#### Extract provided:
· · · ·

The Mercury News also cannot verify sources in Drudis’ two stories on all-night dance parties, airport visitors’ reaction to high parking fees and “air rage” aboard commercial planes.
Debi Licklider, an editor at The Daily News, said about 10 sources in six of Drudis’ stories cannot be verified. Drudis wrote 35 stories as a summer intern, she said.
“If someone really wants to make something up, they can,” she said. “That’s just the way it is.”
The newspaper found no trace of Drudis’ sources in voting records, car registrations, business filings, property holdings, Yahoo! People Search and phone books, Licklider said.
Although most people can be found through such methods, she said, that does not necessarily mean that the sources do not exist.
The Daily News published a brief note to its readers Dec. 15 explaining its fact-checking process. Licklider said she does not think the incident will damage the newspaper’s credibility.
“(Drudis) worked very hard when he was here,” she said. “It’s really a very unfortunate situation. We’re much more worried about him than about the reputation of The Daily News.”
Dick Rogers, former metro editor at the Examiner, said he can’t find evidence that nine people quoted in six of Drudis’ 26 articles exist. He said, however, that he is not yet ready to accuse Drudis of fabricating the sources.

· · · ·

#### Data under study:
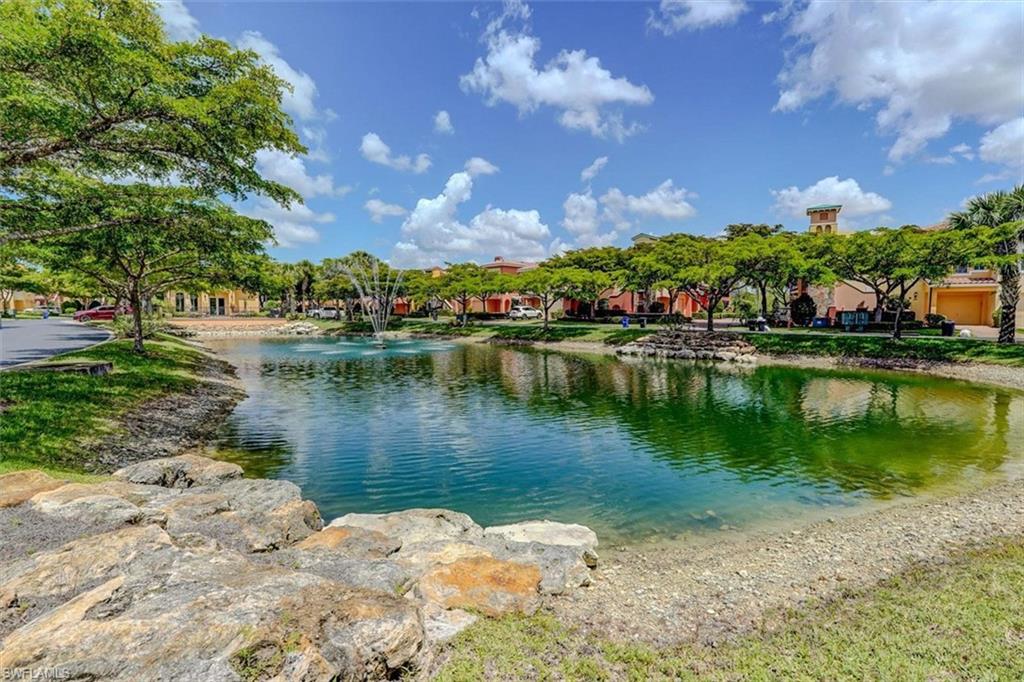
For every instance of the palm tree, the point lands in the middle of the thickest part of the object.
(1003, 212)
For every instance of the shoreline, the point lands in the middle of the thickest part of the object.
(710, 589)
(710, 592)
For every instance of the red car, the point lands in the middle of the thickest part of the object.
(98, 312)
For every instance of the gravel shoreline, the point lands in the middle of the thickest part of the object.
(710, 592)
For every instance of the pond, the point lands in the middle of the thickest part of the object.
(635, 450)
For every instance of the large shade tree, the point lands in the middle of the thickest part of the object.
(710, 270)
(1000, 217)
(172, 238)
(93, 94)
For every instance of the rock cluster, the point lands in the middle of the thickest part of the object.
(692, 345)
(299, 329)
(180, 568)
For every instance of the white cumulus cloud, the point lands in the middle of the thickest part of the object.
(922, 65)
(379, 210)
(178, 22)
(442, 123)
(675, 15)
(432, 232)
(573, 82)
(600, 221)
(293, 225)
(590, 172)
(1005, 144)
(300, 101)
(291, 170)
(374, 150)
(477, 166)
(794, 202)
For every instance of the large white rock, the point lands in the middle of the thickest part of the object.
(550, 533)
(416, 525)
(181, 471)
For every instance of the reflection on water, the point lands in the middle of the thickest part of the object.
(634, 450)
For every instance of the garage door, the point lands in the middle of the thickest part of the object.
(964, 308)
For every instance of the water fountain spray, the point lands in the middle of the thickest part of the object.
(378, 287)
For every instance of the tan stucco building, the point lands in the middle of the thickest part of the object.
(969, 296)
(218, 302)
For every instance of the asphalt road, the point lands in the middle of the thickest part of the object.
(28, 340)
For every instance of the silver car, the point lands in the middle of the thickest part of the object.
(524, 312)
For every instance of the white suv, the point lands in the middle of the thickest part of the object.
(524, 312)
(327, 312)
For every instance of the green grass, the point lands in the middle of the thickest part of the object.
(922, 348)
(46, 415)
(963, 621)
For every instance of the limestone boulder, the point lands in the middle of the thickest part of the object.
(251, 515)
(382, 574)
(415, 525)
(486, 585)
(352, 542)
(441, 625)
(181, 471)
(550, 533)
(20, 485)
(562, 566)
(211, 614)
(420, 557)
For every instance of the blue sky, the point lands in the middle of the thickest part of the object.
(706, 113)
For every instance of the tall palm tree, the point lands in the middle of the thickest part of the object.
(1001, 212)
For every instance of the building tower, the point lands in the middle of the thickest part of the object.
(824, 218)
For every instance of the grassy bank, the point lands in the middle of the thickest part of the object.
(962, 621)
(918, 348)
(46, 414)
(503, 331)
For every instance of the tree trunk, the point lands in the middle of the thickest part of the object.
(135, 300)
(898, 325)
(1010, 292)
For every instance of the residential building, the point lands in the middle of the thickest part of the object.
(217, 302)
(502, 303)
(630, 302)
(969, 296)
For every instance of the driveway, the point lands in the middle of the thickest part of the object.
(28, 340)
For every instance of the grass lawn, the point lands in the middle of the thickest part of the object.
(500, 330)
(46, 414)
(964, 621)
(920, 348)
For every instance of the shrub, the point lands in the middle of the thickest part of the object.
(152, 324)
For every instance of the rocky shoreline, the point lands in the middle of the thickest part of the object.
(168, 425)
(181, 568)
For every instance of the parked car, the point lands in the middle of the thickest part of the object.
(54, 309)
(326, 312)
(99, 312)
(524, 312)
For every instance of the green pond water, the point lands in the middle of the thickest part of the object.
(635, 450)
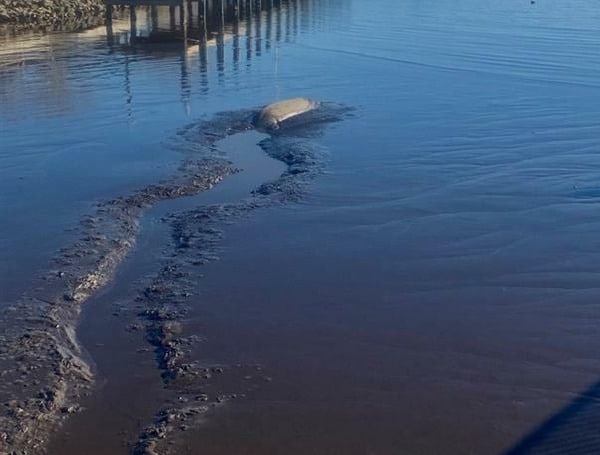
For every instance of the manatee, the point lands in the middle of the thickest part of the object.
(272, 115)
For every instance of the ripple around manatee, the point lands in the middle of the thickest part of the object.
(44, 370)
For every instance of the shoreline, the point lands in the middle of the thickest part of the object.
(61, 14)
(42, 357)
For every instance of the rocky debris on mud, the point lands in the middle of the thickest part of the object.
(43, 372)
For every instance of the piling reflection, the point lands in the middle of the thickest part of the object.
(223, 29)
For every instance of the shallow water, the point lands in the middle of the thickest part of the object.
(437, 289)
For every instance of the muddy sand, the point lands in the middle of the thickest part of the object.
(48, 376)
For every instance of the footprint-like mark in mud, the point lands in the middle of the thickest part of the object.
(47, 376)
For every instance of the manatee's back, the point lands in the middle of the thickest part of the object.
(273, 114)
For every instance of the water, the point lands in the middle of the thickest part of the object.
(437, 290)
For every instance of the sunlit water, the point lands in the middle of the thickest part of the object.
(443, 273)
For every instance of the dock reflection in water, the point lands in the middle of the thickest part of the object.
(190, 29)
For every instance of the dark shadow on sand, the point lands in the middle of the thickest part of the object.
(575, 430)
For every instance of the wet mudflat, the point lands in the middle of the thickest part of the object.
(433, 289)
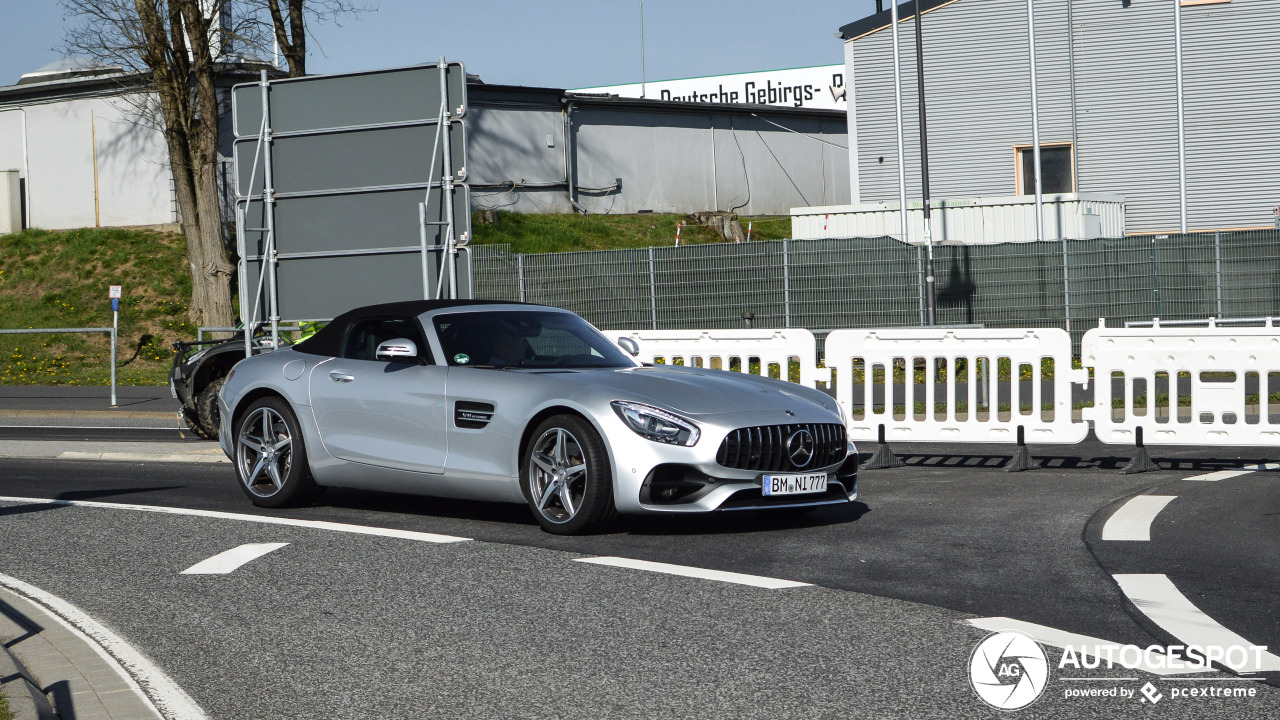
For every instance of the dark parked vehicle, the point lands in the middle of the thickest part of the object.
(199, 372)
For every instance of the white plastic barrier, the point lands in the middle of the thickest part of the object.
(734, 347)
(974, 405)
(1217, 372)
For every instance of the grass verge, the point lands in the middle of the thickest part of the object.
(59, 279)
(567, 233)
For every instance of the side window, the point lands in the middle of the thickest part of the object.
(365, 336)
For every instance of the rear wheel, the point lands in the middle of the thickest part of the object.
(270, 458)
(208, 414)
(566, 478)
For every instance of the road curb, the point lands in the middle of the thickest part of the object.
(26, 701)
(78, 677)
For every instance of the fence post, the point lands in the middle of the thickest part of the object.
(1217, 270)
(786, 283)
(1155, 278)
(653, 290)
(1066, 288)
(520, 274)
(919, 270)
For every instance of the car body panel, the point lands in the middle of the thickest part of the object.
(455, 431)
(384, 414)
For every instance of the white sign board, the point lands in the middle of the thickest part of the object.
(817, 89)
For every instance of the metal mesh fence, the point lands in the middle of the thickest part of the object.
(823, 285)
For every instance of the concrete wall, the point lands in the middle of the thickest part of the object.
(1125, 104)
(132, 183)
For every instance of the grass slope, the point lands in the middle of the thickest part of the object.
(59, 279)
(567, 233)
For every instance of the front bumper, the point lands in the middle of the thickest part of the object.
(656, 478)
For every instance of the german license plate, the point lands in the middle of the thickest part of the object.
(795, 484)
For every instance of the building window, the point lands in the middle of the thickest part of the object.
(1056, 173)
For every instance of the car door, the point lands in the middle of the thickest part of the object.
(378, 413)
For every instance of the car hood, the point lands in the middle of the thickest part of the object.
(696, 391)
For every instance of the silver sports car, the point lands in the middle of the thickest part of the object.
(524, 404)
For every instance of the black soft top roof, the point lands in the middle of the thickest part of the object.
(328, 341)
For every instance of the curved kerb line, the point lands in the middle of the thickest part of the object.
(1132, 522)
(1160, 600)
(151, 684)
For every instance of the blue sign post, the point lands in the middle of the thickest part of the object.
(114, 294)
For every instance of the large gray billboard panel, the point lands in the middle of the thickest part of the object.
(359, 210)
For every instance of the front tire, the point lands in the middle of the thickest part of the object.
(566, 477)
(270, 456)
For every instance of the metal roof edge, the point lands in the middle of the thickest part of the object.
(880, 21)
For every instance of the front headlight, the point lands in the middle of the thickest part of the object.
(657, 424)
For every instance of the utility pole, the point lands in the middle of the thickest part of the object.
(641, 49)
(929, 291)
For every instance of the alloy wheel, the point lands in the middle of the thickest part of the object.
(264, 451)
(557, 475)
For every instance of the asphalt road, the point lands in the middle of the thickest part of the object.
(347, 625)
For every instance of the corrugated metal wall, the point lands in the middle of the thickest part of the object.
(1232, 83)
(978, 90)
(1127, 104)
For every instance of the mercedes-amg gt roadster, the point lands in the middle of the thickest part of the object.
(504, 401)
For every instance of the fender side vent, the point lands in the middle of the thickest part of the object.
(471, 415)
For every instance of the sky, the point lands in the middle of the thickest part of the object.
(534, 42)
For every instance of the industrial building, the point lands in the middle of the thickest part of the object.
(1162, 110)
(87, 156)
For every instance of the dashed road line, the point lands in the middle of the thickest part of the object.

· · · ·

#### Work required:
In the excerpt about Drudis's unverifiable sources, rewrite the passage from "The Daily News published" up to and including "fabricating the sources.", swapping "Examiner" for "Chronicle".

#### Completed task:
The Daily News published a brief note to its readers Dec. 15 explaining its fact-checking process. Licklider said she does not think the incident will damage the newspaper’s credibility.
“(Drudis) worked very hard when he was here,” she said. “It’s really a very unfortunate situation. We’re much more worried about him than about the reputation of The Daily News.”
Dick Rogers, former metro editor at the Chronicle, said he can’t find evidence that nine people quoted in six of Drudis’ 26 articles exist. He said, however, that he is not yet ready to accuse Drudis of fabricating the sources.